─── DATA TO USE ───

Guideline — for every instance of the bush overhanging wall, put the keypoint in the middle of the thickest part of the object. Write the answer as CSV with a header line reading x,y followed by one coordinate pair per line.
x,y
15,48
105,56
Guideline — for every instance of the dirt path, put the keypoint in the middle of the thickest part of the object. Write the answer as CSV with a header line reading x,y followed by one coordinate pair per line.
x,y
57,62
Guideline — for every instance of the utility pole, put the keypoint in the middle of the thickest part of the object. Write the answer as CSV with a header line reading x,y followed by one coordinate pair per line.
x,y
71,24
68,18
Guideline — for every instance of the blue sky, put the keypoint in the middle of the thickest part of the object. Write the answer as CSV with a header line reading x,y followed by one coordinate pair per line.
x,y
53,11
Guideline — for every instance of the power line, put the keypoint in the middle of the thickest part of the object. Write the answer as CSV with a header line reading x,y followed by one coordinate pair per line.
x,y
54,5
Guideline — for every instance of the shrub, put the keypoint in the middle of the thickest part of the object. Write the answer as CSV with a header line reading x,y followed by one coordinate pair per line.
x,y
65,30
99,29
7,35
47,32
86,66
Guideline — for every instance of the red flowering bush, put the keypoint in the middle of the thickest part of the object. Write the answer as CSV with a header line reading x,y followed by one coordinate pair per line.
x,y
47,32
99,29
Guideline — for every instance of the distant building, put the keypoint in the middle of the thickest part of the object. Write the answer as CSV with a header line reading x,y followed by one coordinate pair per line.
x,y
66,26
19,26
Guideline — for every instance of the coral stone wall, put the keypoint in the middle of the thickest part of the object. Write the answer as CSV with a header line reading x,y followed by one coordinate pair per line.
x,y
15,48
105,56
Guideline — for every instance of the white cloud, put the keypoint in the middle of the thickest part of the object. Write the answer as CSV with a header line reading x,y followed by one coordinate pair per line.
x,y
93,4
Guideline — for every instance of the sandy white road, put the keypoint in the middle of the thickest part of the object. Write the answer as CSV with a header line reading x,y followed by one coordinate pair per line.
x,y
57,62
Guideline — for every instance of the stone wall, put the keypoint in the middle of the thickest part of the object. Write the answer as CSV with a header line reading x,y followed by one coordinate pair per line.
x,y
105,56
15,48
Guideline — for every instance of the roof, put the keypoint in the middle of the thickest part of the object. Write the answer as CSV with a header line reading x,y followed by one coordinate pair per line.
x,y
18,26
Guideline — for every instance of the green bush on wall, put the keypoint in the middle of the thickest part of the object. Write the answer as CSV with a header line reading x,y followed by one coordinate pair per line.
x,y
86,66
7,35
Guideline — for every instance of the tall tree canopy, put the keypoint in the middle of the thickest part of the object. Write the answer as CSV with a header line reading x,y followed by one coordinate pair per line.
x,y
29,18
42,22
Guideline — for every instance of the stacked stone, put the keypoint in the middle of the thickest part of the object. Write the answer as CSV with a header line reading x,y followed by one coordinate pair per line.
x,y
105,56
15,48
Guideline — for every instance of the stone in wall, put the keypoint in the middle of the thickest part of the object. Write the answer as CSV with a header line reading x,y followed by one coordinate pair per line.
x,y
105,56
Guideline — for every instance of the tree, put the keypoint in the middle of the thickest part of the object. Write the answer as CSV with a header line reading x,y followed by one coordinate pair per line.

───

YOUR OBJECTIVE: Your reply must consist of the entire listing, repeated word for word.

WRITTEN REPLY:
Guideline — for every instance of the bush overhanging wall, put the keypoint in the middle of the thickest part of the object. Write the answer as CSV with a header line reading x,y followed by one coordinate pair per line.
x,y
15,48
105,56
Guideline — for every instance of the dirt path, put the keypoint in the middle of the thickest part of the object. Write the answer as CSV with a header line reading x,y followed by one coordinate pair per line.
x,y
57,62
Guideline — for every instance of the utility pole, put the keypoint in the middle of the thickest part of the object. Write the answer as CSV with a header line reading x,y followed by one coordinate pair per line.
x,y
71,24
68,18
Guideline — for every instance of the blue sky, put the keypoint in the middle of the thickest part of the object. Write the answer as CSV with a header line reading x,y followed by one coordinate pair per line.
x,y
53,11
Guideline — for every instance of the power line, put the keypoint in the middle of the thickest part of the object. Write the answer as CSV with a header line reading x,y followed by one coordinate pair per line.
x,y
54,5
Guideline — for every instance of the shrub, put the keypoint in the middle of the thickest part of the object. Write the answer as CSV with a header line reading x,y followed by one coordinate pair per line.
x,y
65,30
99,29
7,35
47,32
86,66
Guideline — for every instance of the red flowering bush, put the keypoint in the middle of the thickest part of the object. Write the answer as CSV with a header line reading x,y followed by one coordinate pair per line.
x,y
47,32
99,29
Guideline — for every instance of the distant building, put the keypoint in the middle of the thickest part of the object. Write the answer as CSV with a header line reading x,y followed by one coordinate pair per line.
x,y
66,26
19,26
Guideline — for every instance of the coral stone wall, put the keypoint in the middle of the thickest part of the object. Write the answer as CSV with a header line reading x,y followed by one coordinate pair per line.
x,y
15,48
105,56
Guideline — for every instance of the white cloud, put the keypoint in the middle of the thickest part of the object. Write the answer as CSV with a header line reading x,y followed by one coordinate pair per line.
x,y
93,4
Guideline — for every instance of the sandy white road, put the keypoint in the middle of the thickest part of the object. Write the answer as CSV with a header line reading x,y followed by one coordinate pair per line.
x,y
57,62
Guideline — for every instance of the stone wall, put the keypoint in the middle of the thickest part of the object. Write the answer as CSV with a header line reading x,y followed by one coordinate pair per line.
x,y
105,56
15,48
Guideline — for every instance of the roof, put the keypoint in the middle of the thickest part of the object. Write the answer as CSV with a header line reading x,y followed by one coordinate pair per line.
x,y
18,26
Guideline — for every instance of the green bush on wall, put the keypoint in the middle of the thickest part of the object. Write the answer as CSV with a header line reading x,y followed by one coordinate pair per line.
x,y
86,66
7,35
Guideline — for every instance of the tall tree canopy, put the keypoint in the middle of the thickest part of the object. Write the answer as CSV with a header line reading x,y followed by one coordinate pair per line.
x,y
29,18
42,22
Guideline — for every instance of the stacked stone, put the keypoint in the middle of the thickest part of the object. Write the answer as CSV with a header line reading x,y followed by one coordinate pair per line.
x,y
105,56
15,48
Guideline — for every instance of the stone in wall, put the keypoint in the middle of the thickest part of the object. Write the answer as CSV with a header line reading x,y followed by one coordinate pair per line.
x,y
105,56
Guideline — for every instance of the tree, put the keypoint in the middle of the thickest part of the object. Write the answer as CSV with a header line reading x,y followed by one coordinate pair per line.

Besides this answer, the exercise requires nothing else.